#### REQUIRED ACTION
Retyping the data exactly is the task. Include every line.
================================
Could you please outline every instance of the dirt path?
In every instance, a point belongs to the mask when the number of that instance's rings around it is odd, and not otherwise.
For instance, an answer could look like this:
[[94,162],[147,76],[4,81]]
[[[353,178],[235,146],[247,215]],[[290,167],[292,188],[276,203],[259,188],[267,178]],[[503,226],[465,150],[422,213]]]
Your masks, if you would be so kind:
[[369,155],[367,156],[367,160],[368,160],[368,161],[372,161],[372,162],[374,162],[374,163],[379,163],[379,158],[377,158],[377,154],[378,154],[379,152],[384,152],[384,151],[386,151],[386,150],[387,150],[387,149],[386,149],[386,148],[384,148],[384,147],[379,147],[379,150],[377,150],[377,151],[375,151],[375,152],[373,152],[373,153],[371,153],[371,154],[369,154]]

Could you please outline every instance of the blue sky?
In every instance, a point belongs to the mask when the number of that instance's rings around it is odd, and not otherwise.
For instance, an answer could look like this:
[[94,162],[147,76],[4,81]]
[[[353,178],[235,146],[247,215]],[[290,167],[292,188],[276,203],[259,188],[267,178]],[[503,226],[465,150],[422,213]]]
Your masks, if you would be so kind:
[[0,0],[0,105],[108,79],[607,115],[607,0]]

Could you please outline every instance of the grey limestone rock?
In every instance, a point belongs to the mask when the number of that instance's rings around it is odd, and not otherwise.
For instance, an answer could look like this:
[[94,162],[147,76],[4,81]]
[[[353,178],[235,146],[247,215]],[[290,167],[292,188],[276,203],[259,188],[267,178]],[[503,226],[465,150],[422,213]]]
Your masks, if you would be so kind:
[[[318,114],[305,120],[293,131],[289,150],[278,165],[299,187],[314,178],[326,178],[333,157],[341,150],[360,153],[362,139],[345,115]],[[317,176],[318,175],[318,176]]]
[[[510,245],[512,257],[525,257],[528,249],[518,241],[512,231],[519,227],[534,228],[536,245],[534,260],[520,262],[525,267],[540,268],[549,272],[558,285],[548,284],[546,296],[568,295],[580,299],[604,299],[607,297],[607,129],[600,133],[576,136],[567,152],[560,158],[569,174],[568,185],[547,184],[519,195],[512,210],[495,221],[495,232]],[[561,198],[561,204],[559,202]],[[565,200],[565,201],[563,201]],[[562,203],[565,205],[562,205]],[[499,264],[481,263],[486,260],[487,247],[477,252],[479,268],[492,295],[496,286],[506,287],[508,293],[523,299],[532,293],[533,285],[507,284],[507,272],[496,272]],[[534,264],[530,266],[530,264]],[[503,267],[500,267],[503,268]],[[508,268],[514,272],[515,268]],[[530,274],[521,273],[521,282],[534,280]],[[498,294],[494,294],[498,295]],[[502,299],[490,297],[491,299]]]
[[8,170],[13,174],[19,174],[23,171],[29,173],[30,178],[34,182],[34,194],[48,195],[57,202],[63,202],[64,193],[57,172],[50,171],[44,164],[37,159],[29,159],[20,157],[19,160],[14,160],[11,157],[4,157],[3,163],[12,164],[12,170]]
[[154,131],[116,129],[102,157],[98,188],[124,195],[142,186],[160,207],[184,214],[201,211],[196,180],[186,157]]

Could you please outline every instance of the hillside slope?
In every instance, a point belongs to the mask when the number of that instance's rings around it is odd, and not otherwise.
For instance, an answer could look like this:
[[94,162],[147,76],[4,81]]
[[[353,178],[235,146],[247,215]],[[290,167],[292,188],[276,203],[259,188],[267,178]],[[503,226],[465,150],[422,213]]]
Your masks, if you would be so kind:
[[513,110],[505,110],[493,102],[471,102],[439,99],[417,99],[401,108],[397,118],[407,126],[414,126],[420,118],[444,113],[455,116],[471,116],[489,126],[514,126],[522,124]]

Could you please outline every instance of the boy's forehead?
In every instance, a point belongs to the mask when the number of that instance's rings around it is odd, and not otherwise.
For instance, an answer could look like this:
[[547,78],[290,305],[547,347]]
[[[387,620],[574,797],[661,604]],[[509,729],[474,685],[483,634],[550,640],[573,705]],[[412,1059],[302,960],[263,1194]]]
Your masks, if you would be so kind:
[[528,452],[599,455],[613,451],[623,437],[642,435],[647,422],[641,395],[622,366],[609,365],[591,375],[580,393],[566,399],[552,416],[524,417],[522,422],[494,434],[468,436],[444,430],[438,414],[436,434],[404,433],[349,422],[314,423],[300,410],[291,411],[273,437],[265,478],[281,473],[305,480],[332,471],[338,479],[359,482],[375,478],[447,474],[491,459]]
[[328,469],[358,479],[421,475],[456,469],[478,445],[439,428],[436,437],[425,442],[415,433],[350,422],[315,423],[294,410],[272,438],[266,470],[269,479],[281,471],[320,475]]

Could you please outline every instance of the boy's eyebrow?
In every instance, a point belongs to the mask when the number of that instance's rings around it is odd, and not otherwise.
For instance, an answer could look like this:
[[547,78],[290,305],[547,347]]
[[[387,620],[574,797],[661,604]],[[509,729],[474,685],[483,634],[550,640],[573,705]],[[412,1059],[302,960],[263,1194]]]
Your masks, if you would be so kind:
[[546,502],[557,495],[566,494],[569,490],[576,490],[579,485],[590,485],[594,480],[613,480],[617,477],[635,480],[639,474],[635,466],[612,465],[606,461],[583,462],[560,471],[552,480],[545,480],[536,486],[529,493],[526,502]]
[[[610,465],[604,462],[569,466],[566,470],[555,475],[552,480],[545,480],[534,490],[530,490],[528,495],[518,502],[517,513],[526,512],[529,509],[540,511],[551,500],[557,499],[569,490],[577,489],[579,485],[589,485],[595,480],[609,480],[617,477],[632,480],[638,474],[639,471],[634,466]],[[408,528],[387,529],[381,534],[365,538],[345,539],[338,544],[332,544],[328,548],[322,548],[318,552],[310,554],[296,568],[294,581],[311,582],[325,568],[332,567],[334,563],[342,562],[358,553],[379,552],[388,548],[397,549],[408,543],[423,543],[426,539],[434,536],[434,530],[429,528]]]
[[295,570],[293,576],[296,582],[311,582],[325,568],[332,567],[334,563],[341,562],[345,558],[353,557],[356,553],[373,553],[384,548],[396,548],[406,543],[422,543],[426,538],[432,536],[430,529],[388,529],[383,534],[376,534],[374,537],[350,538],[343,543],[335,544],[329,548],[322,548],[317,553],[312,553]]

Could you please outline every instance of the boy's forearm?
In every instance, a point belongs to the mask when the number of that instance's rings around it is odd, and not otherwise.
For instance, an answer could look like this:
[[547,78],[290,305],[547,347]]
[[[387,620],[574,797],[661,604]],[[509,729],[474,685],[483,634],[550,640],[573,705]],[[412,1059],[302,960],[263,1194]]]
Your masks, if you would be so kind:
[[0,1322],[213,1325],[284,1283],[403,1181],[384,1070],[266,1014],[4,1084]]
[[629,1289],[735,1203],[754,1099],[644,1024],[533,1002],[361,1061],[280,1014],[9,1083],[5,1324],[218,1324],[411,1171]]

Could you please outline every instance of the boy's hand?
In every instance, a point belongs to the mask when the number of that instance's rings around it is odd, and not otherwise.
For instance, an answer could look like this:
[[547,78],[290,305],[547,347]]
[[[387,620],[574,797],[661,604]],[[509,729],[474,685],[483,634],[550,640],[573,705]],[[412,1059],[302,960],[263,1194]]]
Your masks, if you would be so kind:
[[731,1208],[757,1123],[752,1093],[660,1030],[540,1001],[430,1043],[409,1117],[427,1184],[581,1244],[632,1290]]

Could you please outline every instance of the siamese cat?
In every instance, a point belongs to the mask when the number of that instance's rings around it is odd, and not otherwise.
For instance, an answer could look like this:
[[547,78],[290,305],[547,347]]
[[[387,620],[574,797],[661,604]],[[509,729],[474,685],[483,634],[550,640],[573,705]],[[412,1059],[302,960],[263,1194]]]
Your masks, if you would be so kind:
================================
#### WRITTEN SOLUTION
Could you please outline every instance of the dirt path?
In every instance, a point belongs to the mask when the number of that instance's rings around it is odd, and not otherwise.
For instance, an answer could look like this:
[[94,162],[147,76],[4,81]]
[[[353,178],[235,146],[247,215]],[[290,167],[292,188],[276,203],[259,188],[267,178]],[[503,226],[465,150],[422,213]]]
Your masks, if you would be so kind:
[[369,155],[367,156],[367,160],[368,160],[368,161],[372,161],[372,162],[374,162],[374,163],[379,163],[379,158],[377,158],[377,154],[378,154],[379,152],[384,152],[384,151],[386,151],[386,150],[387,150],[387,149],[386,149],[386,148],[384,148],[384,147],[379,147],[379,150],[377,150],[377,151],[375,151],[375,152],[373,152],[373,153],[371,153],[371,154],[369,154]]

Could you please outline every instance of the blue sky?
In every instance, a point belongs to the mask when the number of that instance's rings around it is odd, and not otherwise.
For instance, an answer could look like this:
[[94,162],[147,76],[4,81]]
[[[353,178],[235,146],[247,215]],[[290,167],[292,188],[276,203],[259,188],[267,178]],[[503,226],[465,150],[422,213]]]
Your masks, if you would be so kind:
[[0,0],[0,105],[108,79],[607,115],[607,0]]

Could you please outline every instance of the grey limestone rock?
In every instance, a point belongs to the mask when the number of that instance's rings around it is odd, and not otherwise.
For instance, an answer could look like this:
[[94,162],[147,76],[4,81]]
[[[353,178],[235,146],[247,215]],[[290,167],[292,188],[276,203],[259,188],[267,178]],[[503,226],[465,150],[422,213]]]
Your masks, if you would be so kind:
[[[318,114],[305,120],[293,131],[289,150],[278,165],[299,187],[314,178],[326,178],[333,157],[341,150],[360,153],[362,139],[345,115]],[[317,176],[318,175],[318,176]]]
[[[510,245],[512,257],[525,257],[528,249],[518,241],[512,231],[519,227],[534,228],[536,245],[534,260],[520,262],[525,267],[540,268],[549,272],[558,285],[548,284],[546,296],[568,295],[580,299],[604,299],[607,297],[607,129],[600,133],[576,136],[567,152],[560,158],[569,174],[568,185],[547,184],[519,195],[512,210],[495,221],[495,232]],[[561,198],[561,204],[559,202]],[[565,200],[565,201],[563,201]],[[562,203],[565,205],[562,205]],[[499,264],[481,263],[486,260],[487,247],[477,252],[479,268],[492,295],[496,286],[506,287],[508,293],[523,299],[532,293],[533,285],[507,284],[507,272],[496,272]],[[534,264],[530,266],[530,264]],[[503,267],[500,267],[503,268]],[[508,268],[514,272],[515,268]],[[530,274],[521,273],[521,282],[534,280]],[[498,294],[494,294],[498,295]],[[502,299],[490,297],[491,299]]]
[[8,170],[13,174],[19,174],[23,171],[29,173],[30,178],[34,182],[34,194],[48,195],[57,202],[63,202],[64,193],[57,172],[50,171],[44,164],[37,159],[29,159],[20,157],[19,160],[14,160],[11,157],[4,157],[3,163],[12,164],[12,170]]
[[154,131],[116,129],[102,157],[98,188],[124,195],[142,186],[160,207],[184,214],[201,211],[196,180],[186,157]]

Could you please outline every instance of the hillside slope?
In every instance, a point belongs to the mask when the number of that instance's rings around it is odd, and not otherwise.
For instance, an answer could look like this:
[[94,162],[147,76],[4,81]]
[[[353,178],[235,146],[247,215]],[[290,167],[292,188],[276,203],[259,188],[267,178]],[[503,226],[465,150],[422,213]]]
Your masks, if you would be so kind:
[[513,110],[505,110],[493,102],[471,102],[439,99],[417,99],[401,108],[397,118],[407,126],[414,126],[420,118],[444,113],[455,116],[471,116],[489,126],[514,126],[522,124]]

Could you please outline every instance of the boy's forehead?
In every instance, a point belongs to the mask when the number of that instance's rings around it is odd, and not otherwise.
For instance, an answer could look like this:
[[547,78],[290,305],[547,347]]
[[[387,620],[574,797],[661,604]],[[509,729],[474,685],[483,634],[550,640],[573,705]],[[412,1059],[302,960],[263,1194]]]
Your masks, if you would be so kind:
[[528,452],[599,455],[613,451],[623,437],[642,435],[647,422],[641,395],[622,366],[609,365],[591,375],[580,393],[566,399],[552,416],[524,417],[522,422],[494,434],[468,436],[444,430],[438,414],[436,434],[404,433],[349,422],[314,423],[300,410],[291,411],[273,437],[265,478],[281,473],[305,480],[332,471],[338,479],[359,482],[375,478],[447,474],[491,459]]
[[328,469],[358,479],[421,475],[456,469],[478,445],[439,428],[436,437],[425,442],[415,433],[350,422],[315,423],[294,410],[272,438],[266,470],[269,479],[281,471],[320,475]]

Could you please outline every instance of the boy's eyebrow?
In every instance, a point belongs to the mask when the number of that instance's rings around it is odd, and not otherwise.
For instance, an answer could look like this:
[[547,78],[290,305],[547,347]]
[[[387,620],[574,797],[661,604]],[[509,729],[474,685],[483,634],[550,640],[573,705]],[[412,1059],[302,960],[263,1194]]]
Your masks, if you would be so kind:
[[546,502],[557,495],[566,494],[569,490],[576,490],[579,485],[590,485],[594,480],[613,480],[617,477],[635,480],[639,474],[635,466],[612,465],[606,461],[583,462],[560,471],[552,480],[545,480],[536,486],[529,493],[526,502]]
[[[610,465],[604,462],[569,466],[566,470],[555,475],[552,480],[545,480],[534,490],[530,490],[528,495],[518,502],[517,513],[526,512],[529,509],[540,511],[551,500],[557,499],[569,490],[577,489],[579,485],[589,485],[595,480],[609,480],[617,477],[632,480],[638,474],[639,471],[634,466]],[[408,528],[387,529],[381,534],[365,538],[345,539],[338,544],[332,544],[328,548],[322,548],[318,552],[310,554],[296,568],[294,581],[311,582],[325,568],[332,567],[334,563],[342,562],[358,553],[379,552],[388,548],[397,549],[408,543],[423,543],[426,539],[434,536],[434,530],[429,528]]]
[[295,570],[293,576],[296,582],[311,582],[325,568],[332,567],[334,563],[341,562],[345,558],[353,557],[356,553],[373,553],[384,548],[396,548],[406,543],[422,543],[426,538],[432,536],[430,529],[388,529],[383,534],[376,534],[374,537],[350,538],[343,543],[335,544],[329,548],[322,548],[317,553],[312,553]]

Could you please outline every instance of the boy's forearm?
In every instance, a point belongs to the mask when the number of that instance's rings around it is odd, and not otherwise.
For instance, an answer could look like this:
[[547,78],[290,305],[547,347]]
[[[387,620],[574,797],[661,604]],[[509,729],[474,685],[483,634],[550,640],[573,705]],[[412,1059],[302,960],[263,1194]]]
Your masks, if you would be so kind:
[[0,1322],[213,1325],[284,1283],[403,1181],[384,1070],[266,1014],[4,1084]]
[[629,1289],[735,1203],[754,1099],[644,1024],[533,1002],[361,1061],[280,1014],[9,1083],[5,1324],[218,1324],[411,1171]]

Could you please outline every instance of the boy's hand?
In every instance, a point belongs to the mask when the number of that instance's rings around it is odd, and not otherwise.
For instance, an answer could look like this:
[[547,78],[290,305],[547,347]]
[[[387,620],[574,797],[661,604]],[[509,729],[474,685],[483,634],[550,640],[573,705]],[[412,1059],[302,960],[263,1194]]]
Your masks, if you would be so kind:
[[731,1208],[757,1123],[752,1093],[660,1030],[540,1001],[430,1043],[409,1117],[427,1184],[581,1244],[632,1290]]

Could you please outline every instance of the siamese cat?
In every instance, a point belongs to the mask when the number of that instance's rings around it is odd, and not otherwise.
For instance, an answer could look like this:
[[547,78],[290,305],[547,347]]
[[[387,620],[574,797],[661,604]],[[509,729],[474,685],[483,634],[550,640],[573,705]],[[412,1059],[302,960],[263,1194]]]
Your masks, if you would be so kind:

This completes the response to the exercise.